◆ **CHALLENGE**
List every line of the records below that contains the string "mountain", matching case exactly.

◆ **MATERIAL TO PROCESS**
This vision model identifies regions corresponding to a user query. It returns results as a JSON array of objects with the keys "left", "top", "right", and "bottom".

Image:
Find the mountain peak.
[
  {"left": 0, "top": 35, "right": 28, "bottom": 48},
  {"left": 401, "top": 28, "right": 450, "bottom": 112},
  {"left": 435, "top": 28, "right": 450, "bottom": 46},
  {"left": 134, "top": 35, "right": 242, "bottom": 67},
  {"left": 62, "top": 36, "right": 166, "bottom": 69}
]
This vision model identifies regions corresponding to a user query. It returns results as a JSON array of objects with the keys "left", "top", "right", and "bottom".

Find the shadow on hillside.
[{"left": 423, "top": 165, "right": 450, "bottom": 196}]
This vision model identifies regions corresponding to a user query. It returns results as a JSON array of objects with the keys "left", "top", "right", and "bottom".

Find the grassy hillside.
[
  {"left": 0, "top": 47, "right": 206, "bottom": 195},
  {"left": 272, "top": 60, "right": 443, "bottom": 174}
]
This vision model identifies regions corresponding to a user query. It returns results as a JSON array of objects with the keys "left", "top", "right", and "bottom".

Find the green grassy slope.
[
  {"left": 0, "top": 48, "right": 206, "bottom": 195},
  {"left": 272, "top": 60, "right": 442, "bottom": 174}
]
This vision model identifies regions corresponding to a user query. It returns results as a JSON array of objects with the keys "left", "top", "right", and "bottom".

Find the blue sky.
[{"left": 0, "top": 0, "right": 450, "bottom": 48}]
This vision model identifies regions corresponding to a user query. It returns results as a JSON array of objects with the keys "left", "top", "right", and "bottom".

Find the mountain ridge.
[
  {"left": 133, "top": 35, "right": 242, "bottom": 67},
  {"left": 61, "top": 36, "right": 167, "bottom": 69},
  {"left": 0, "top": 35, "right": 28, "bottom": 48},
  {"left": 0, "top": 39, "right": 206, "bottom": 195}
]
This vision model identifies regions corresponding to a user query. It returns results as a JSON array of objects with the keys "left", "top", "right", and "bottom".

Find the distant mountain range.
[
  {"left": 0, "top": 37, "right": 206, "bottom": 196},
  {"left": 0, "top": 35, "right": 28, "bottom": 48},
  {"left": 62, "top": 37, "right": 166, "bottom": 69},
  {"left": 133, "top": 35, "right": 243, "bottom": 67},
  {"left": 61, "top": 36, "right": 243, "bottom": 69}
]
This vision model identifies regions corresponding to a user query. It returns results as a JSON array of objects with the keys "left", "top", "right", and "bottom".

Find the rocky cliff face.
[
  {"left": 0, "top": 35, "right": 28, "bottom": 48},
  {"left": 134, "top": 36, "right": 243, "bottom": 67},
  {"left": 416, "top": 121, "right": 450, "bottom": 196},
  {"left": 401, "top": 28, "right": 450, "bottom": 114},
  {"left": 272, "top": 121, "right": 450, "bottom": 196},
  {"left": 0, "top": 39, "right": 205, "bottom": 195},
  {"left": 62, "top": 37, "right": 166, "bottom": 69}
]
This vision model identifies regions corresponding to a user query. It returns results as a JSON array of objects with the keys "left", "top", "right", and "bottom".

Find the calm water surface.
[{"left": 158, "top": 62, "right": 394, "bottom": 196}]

◆ **RESPONSE**
Find the mountain peak.
Find the mountain ridge.
Find the distant mountain range.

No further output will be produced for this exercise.